Görevler -
1) Ayna hakkındaki metinde "Doktoru da, Boratin’in" sözlerini içeren ifadeyle açılıp "isteği olarak açıklar." ile kapanan bölümü hiçbir değişiklik yapmadan aktarın.
2) Aşağıdaki ifadelerin ayna hakkındaki metinle uyuşup uyuşmadığını belirleyin. Her biri için evet ya da hayır deyin ve kararı belirleyen sözleri metinden aynen alıntılayın.
(a) Doktor, Boratin'in suya atlama isteğini anne rahmine dönüş isteği olarak yorumlar.
(b) Ayna, bakan kişiye çirkin olduğunu kendisi söyler.
(c) Aynanın işlevlerinden biri, kişinin var olduğunu teyit etmektir.
3) Ayna hakkındaki metne göre, aynaya bakıp kendi yansımasını göremeyen kişinin içinde bulunduğu durum ne olarak adlandırılır?

Okuma Parçası -

==========

Doktoru da, Boratin’in anne babasını trafik kazasında kaybetmesini Boratin’in de köprüden atlamadan önce trafikte oluşuyla ilişkilendirir. Ayrıca, suya atlama isteğini de anne rahmine dönüş isteği olarak açıklar.

Boratin’in yaşadığı evde bir ayna vardır. O aynaya biz de bakalım. Ayna ne işe yarar? Bedenimizi bize gösterir ve o bedenin nasıl bir beden olduğunu söyletir? Güzel mi, çirkin mi, neşeli mi, neşesiz mi? Şöyle düşünelim. Bir sabah uyandınız ve aynaya baktınız; gözlerinizin altı morarmış, yüzünüz sivilceler içinde, dudaklarınızda uçuklar, saçlarınız dökülmüş… Nasıl hissedersiniz? Elbette kötü. Ayna size sizi göstermiştir. Ona bakarak kendi görüntünüz üzerine bir ruhsal tutum takınırsınız. Esasında o size çirkinsiniz diye seslenmez. Bunu kendinize siz söylersiniz. Sizin kendinize söyledikleriniz dolayımsız değildir. Hissettiklerinizi içinde yaşadığınız dünya da belirler. Çirkinliği, güzelliği, iyiyi, kötüyü yaşadığınız çağın değer yargıları da oluşturur. Ve aynanın bir işlevi daha vardır, var olduğunuzu teyit eder. Peki, şöyle hayal edelim; bir sabah uyandınız ve aynaya baktınız. Yoksunuz. Yansınızı göremiyorsunuz. Bu, deliryum durumudur.

==========

Konum belirleme öğeleri -

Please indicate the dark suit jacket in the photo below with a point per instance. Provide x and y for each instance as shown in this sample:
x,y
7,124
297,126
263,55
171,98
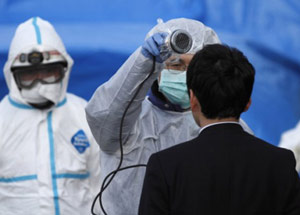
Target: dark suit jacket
x,y
223,171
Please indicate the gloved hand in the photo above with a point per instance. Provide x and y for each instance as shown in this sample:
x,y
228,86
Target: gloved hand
x,y
155,46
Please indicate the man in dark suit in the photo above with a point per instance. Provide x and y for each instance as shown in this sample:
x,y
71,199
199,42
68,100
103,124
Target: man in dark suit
x,y
224,170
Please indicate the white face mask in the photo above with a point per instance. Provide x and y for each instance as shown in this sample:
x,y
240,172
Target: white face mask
x,y
41,93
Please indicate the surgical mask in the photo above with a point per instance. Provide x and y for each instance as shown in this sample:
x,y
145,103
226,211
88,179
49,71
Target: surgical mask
x,y
41,93
172,85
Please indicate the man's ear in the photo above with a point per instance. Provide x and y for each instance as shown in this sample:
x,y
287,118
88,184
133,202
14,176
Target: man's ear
x,y
248,105
194,102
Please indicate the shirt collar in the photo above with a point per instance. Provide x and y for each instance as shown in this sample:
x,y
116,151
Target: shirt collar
x,y
218,123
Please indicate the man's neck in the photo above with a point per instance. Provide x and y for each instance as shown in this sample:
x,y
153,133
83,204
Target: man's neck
x,y
205,122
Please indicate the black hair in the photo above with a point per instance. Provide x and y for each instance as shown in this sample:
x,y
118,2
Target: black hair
x,y
221,78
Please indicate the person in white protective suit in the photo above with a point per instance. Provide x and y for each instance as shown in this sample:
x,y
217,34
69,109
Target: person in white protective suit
x,y
49,160
154,121
290,139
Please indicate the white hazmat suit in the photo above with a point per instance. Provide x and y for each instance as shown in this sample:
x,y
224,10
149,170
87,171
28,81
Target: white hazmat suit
x,y
49,160
291,140
149,126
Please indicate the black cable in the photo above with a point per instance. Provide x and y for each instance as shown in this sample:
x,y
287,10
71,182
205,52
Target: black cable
x,y
113,173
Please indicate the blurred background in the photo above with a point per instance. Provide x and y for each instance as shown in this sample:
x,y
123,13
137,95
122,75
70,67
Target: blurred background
x,y
100,35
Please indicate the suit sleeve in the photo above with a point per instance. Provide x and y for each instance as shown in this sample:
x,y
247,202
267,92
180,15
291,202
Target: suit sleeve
x,y
155,196
293,202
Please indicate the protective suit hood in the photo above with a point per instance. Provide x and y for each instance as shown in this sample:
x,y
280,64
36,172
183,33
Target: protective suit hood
x,y
201,34
39,35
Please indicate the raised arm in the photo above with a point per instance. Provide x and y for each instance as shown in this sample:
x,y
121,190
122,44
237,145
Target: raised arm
x,y
106,107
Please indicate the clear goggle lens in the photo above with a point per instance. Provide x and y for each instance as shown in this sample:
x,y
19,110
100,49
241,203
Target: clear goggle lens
x,y
27,77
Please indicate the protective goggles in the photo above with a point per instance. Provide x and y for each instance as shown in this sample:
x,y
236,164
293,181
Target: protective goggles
x,y
27,77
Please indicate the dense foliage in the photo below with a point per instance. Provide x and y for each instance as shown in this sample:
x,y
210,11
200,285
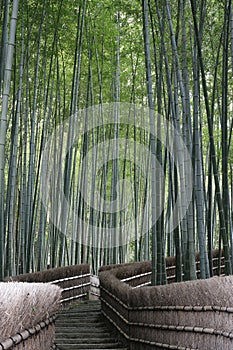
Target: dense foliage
x,y
61,59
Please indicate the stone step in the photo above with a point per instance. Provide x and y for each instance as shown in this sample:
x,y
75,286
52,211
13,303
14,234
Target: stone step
x,y
83,327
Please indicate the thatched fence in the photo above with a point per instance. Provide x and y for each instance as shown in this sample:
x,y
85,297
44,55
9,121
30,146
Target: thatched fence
x,y
73,280
29,303
27,315
187,315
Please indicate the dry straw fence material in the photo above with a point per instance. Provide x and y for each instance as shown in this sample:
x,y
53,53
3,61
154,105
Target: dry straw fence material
x,y
27,314
187,315
28,307
74,281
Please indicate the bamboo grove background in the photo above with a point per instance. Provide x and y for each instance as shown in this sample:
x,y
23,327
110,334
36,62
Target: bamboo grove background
x,y
175,57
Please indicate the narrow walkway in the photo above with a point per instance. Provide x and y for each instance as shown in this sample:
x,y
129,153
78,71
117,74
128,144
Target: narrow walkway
x,y
83,327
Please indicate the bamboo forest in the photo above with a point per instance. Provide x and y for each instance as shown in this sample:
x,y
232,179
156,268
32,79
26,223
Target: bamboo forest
x,y
116,134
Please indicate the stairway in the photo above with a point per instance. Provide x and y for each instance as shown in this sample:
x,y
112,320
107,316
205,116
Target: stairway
x,y
83,327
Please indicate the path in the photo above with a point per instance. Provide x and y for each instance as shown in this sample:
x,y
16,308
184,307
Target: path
x,y
83,327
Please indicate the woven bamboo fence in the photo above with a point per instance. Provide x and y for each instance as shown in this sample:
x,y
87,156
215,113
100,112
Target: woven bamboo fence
x,y
73,280
27,315
187,315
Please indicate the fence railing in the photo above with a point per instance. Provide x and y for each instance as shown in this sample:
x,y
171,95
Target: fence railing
x,y
75,285
187,315
73,280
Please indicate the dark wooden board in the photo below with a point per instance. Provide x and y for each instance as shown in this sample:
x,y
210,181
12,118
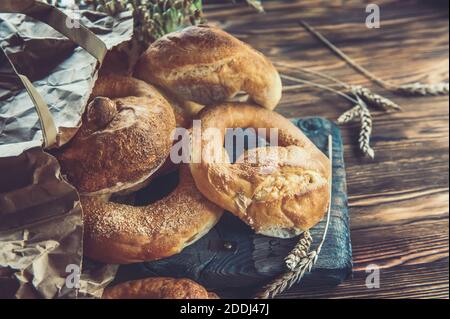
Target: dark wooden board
x,y
231,255
399,202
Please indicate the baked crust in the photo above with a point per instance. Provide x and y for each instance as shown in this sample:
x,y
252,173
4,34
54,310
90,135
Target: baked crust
x,y
122,140
158,288
120,234
207,65
283,192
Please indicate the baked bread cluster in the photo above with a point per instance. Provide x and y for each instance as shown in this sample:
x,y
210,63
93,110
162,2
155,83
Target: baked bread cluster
x,y
125,141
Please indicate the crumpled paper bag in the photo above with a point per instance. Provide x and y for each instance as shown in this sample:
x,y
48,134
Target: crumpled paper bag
x,y
41,227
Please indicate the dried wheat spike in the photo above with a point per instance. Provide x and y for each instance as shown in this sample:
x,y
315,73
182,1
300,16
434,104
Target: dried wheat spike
x,y
299,252
424,89
374,99
287,280
366,132
349,115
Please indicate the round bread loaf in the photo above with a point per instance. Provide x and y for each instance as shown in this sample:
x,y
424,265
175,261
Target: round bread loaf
x,y
158,288
207,65
120,234
125,137
279,191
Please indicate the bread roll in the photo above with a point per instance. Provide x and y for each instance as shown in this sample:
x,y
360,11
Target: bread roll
x,y
158,288
207,65
283,191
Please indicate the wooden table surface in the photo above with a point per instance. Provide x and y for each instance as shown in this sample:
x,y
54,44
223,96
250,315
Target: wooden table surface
x,y
399,202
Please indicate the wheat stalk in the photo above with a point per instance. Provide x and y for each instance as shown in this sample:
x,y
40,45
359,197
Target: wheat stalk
x,y
299,252
366,129
349,115
374,99
408,89
305,264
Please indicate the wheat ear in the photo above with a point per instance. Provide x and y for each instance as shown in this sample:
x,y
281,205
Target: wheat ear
x,y
349,115
299,252
305,264
366,129
374,99
408,89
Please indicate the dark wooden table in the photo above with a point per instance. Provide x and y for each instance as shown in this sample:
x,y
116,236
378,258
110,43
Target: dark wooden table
x,y
399,202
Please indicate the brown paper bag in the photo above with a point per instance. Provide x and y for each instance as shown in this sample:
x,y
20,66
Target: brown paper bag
x,y
45,82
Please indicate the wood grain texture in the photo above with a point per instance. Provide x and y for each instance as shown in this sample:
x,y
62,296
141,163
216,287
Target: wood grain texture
x,y
399,202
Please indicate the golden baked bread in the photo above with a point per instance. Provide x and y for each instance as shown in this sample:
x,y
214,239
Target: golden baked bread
x,y
282,192
207,65
158,288
119,233
185,111
122,140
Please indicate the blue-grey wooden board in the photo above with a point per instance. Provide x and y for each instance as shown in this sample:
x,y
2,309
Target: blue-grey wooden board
x,y
232,255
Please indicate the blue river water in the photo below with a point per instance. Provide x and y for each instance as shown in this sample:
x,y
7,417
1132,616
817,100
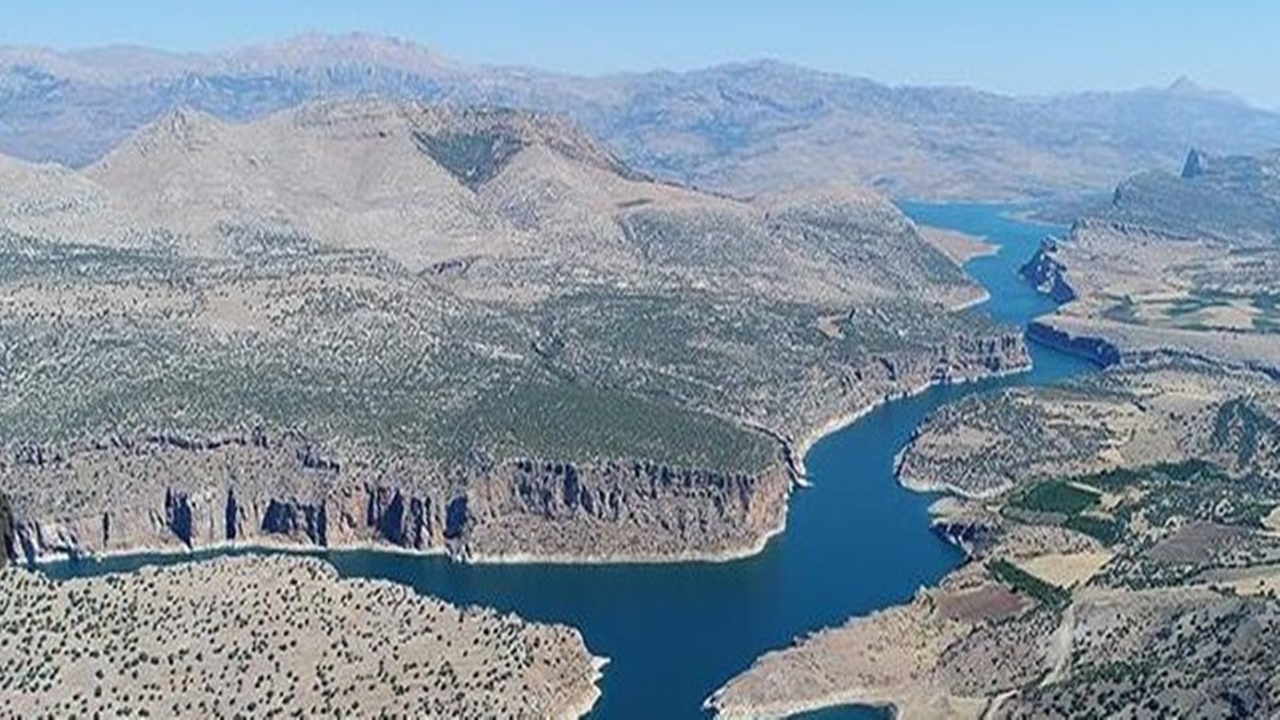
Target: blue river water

==========

Alıştırma Sonuçları -
1)
Doktoru da, Boratin’in anne babasını trafik kazasında kaybetmesini Boratin’in de köprüden atlamadan önce trafikte oluşuyla ilişkilendirir. Ayrıca, suya atlama isteğini de anne rahmine dönüş isteği olarak açıklar.

2)
(a) Evet: "suya atlama isteğini de anne rahmine dönüş isteği olarak açıklar"
(b) Hayır: "Esasında o size çirkinsiniz diye seslenmez."
(c) Evet: "Ve aynanın bir işlevi daha vardır, var olduğunuzu teyit eder."

3) Bu durum deliryum durumu olarak adlandırılır.